When you retype the data, keep every line exactly as it appears.

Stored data
-- Opening Marker --

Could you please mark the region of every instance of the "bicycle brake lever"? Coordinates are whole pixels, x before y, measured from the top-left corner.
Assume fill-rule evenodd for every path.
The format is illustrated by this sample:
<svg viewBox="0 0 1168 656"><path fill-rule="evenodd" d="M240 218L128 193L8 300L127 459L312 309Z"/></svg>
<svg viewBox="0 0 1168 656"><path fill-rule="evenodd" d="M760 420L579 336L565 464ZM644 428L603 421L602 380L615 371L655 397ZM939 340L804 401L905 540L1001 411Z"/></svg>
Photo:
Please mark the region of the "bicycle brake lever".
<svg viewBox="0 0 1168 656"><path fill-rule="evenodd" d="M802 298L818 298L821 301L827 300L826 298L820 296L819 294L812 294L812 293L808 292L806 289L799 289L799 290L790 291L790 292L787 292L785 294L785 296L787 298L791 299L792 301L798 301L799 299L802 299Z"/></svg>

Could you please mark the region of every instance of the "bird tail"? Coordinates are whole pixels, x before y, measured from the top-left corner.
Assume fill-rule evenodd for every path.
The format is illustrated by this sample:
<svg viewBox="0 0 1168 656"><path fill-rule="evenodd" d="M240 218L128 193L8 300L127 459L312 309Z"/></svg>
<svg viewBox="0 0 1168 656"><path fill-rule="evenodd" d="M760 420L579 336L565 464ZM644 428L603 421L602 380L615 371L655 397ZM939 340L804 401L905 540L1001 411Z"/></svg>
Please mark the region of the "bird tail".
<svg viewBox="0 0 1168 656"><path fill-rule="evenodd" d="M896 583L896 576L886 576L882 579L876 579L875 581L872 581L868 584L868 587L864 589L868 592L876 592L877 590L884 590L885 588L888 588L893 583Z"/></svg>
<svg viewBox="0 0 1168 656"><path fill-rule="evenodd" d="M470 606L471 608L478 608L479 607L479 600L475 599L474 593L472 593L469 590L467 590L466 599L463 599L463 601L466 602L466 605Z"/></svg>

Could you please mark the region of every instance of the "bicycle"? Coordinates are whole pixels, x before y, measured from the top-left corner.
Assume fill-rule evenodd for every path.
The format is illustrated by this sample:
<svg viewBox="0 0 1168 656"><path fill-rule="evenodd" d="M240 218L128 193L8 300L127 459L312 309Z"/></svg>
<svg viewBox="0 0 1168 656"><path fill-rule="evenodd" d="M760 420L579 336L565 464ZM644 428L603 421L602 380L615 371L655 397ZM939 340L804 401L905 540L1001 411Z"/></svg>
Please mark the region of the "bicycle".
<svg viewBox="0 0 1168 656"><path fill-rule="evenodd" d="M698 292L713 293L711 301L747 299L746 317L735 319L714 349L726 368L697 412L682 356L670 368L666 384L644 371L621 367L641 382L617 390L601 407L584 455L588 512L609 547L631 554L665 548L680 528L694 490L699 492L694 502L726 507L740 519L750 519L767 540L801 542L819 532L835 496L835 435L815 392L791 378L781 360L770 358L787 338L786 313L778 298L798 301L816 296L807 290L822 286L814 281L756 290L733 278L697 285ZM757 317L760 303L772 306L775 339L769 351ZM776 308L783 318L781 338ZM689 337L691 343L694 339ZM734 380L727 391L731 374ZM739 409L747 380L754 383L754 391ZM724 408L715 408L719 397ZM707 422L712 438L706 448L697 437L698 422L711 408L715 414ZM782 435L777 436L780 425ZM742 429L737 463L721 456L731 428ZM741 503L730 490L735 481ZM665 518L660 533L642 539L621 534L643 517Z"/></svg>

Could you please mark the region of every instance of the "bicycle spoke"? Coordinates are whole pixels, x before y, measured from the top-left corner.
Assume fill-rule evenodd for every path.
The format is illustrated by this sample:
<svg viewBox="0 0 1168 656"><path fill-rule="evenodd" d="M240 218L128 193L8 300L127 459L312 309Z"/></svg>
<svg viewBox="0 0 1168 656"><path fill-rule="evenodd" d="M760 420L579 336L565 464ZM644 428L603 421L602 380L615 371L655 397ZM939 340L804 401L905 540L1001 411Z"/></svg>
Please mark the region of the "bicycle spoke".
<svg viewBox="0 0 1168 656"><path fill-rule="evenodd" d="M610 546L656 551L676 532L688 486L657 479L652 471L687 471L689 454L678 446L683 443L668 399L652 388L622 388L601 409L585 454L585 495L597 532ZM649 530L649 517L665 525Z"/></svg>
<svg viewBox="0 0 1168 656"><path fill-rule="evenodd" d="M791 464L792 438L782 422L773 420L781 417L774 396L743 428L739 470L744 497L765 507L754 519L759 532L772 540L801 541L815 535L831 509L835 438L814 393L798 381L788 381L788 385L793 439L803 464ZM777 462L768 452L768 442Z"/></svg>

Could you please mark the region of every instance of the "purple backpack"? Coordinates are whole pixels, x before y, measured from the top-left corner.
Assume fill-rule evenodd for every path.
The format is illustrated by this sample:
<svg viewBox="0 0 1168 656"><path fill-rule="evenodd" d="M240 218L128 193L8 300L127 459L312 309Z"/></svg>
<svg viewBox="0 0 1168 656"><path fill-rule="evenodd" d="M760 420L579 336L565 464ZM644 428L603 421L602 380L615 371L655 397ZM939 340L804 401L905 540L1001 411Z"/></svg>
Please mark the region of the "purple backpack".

-- Closing Marker --

| ANSWER SECTION |
Could you please mark the region of every instance of the "bicycle brake lever"? Coordinates are whole pixels, x before y, measured from the top-left corner.
Assume fill-rule evenodd for every path.
The format is illustrated by this sample:
<svg viewBox="0 0 1168 656"><path fill-rule="evenodd" d="M240 218L128 193L8 300L127 459L312 309Z"/></svg>
<svg viewBox="0 0 1168 656"><path fill-rule="evenodd" d="M760 420L579 336L565 464ZM644 428L603 421L602 380L615 371L655 397ZM939 340L804 401L905 540L1001 411Z"/></svg>
Photo:
Please mark the region of the "bicycle brake lever".
<svg viewBox="0 0 1168 656"><path fill-rule="evenodd" d="M802 298L818 298L821 301L827 300L826 298L820 296L819 294L812 294L812 293L808 292L806 289L799 289L799 290L790 291L790 292L787 292L785 294L785 296L787 298L791 299L792 301L798 301L799 299L802 299Z"/></svg>

Could you please mark the region of every instance of the "bird tail"? Coordinates are whole pixels, x before y, measured from the top-left corner.
Assume fill-rule evenodd for every path.
The format is illustrated by this sample:
<svg viewBox="0 0 1168 656"><path fill-rule="evenodd" d="M240 218L128 193L8 300L127 459L312 309Z"/></svg>
<svg viewBox="0 0 1168 656"><path fill-rule="evenodd" d="M760 420L579 336L565 464ZM644 428L603 421L602 380L615 371L655 397ZM939 340L804 401L905 540L1001 411Z"/></svg>
Please mark the region of the "bird tail".
<svg viewBox="0 0 1168 656"><path fill-rule="evenodd" d="M896 583L896 576L886 576L882 579L876 579L875 581L872 581L868 584L868 587L864 589L868 592L876 592L877 590L884 590L885 588L888 588L893 583Z"/></svg>
<svg viewBox="0 0 1168 656"><path fill-rule="evenodd" d="M470 606L471 608L478 608L479 607L479 600L475 599L474 593L472 593L469 590L467 590L466 599L463 599L463 601L466 602L466 605Z"/></svg>

Could you please mark the region of every instance of the "bicycle"? Coordinates are whole pixels, x before y, measured from the top-left corner.
Assume fill-rule evenodd for every path.
The format is illustrated by this sample:
<svg viewBox="0 0 1168 656"><path fill-rule="evenodd" d="M240 218L128 193L8 300L127 459L312 309Z"/></svg>
<svg viewBox="0 0 1168 656"><path fill-rule="evenodd" d="M760 420L579 336L565 464ZM644 428L603 421L602 380L615 371L655 397ZM939 340L804 401L905 540L1001 411Z"/></svg>
Please mark the region of the "bicycle".
<svg viewBox="0 0 1168 656"><path fill-rule="evenodd" d="M698 292L713 293L711 301L747 299L746 317L735 319L714 349L726 368L697 412L682 356L670 368L666 384L644 371L621 367L641 382L617 390L601 407L584 455L588 512L609 547L631 554L665 548L680 528L694 490L699 492L694 502L726 507L740 519L750 519L767 540L801 542L819 532L835 496L835 435L815 392L791 378L781 360L770 358L787 338L786 313L778 298L798 301L816 296L807 290L822 286L814 281L756 290L733 278L697 285ZM757 317L760 303L772 306L775 339L769 351ZM776 308L783 318L781 338ZM689 337L691 343L694 339ZM734 380L727 391L731 374ZM739 409L747 380L754 383L754 391ZM724 408L715 408L719 397ZM707 422L712 438L706 448L697 437L698 422L711 408L715 414ZM782 435L777 436L780 425ZM742 429L737 463L721 456L731 428ZM741 503L730 490L735 481ZM665 518L660 533L642 539L621 534L643 517Z"/></svg>

Could you please mark the region of every instance of the "bicycle spoke"? Coordinates are whole pixels, x before y, measured from the top-left corner.
Assume fill-rule evenodd for every path.
The format is illustrated by this sample:
<svg viewBox="0 0 1168 656"><path fill-rule="evenodd" d="M240 218L128 193L8 300L127 459L312 309Z"/></svg>
<svg viewBox="0 0 1168 656"><path fill-rule="evenodd" d="M760 420L579 336L565 464ZM644 428L603 421L602 380L615 371L655 397ZM939 340L804 401L905 540L1001 411Z"/></svg>
Please mark the region of the "bicycle spoke".
<svg viewBox="0 0 1168 656"><path fill-rule="evenodd" d="M610 546L656 551L676 532L688 486L657 479L652 471L687 471L689 454L678 446L683 443L668 399L652 388L622 388L601 409L585 454L585 495L597 532ZM649 530L649 517L665 525Z"/></svg>
<svg viewBox="0 0 1168 656"><path fill-rule="evenodd" d="M791 464L792 438L782 422L773 420L781 417L774 396L743 428L739 470L744 497L765 507L754 519L759 532L772 540L801 541L815 535L831 509L835 438L814 393L798 381L788 381L788 385L793 439L803 464ZM777 462L768 452L768 442Z"/></svg>

Could you please mark the region of every instance of the "purple backpack"? Coordinates are whole pixels, x before y, measured from the top-left corner.
Assume fill-rule evenodd for every path.
The format is illustrated by this sample:
<svg viewBox="0 0 1168 656"><path fill-rule="evenodd" d="M240 218L128 193L8 300L127 459L312 309Z"/></svg>
<svg viewBox="0 0 1168 656"><path fill-rule="evenodd" d="M760 420L579 336L565 464ZM644 428L603 421L602 380L615 371L655 397ZM939 340L804 401L905 540L1001 411Z"/></svg>
Please mark the region of the "purple backpack".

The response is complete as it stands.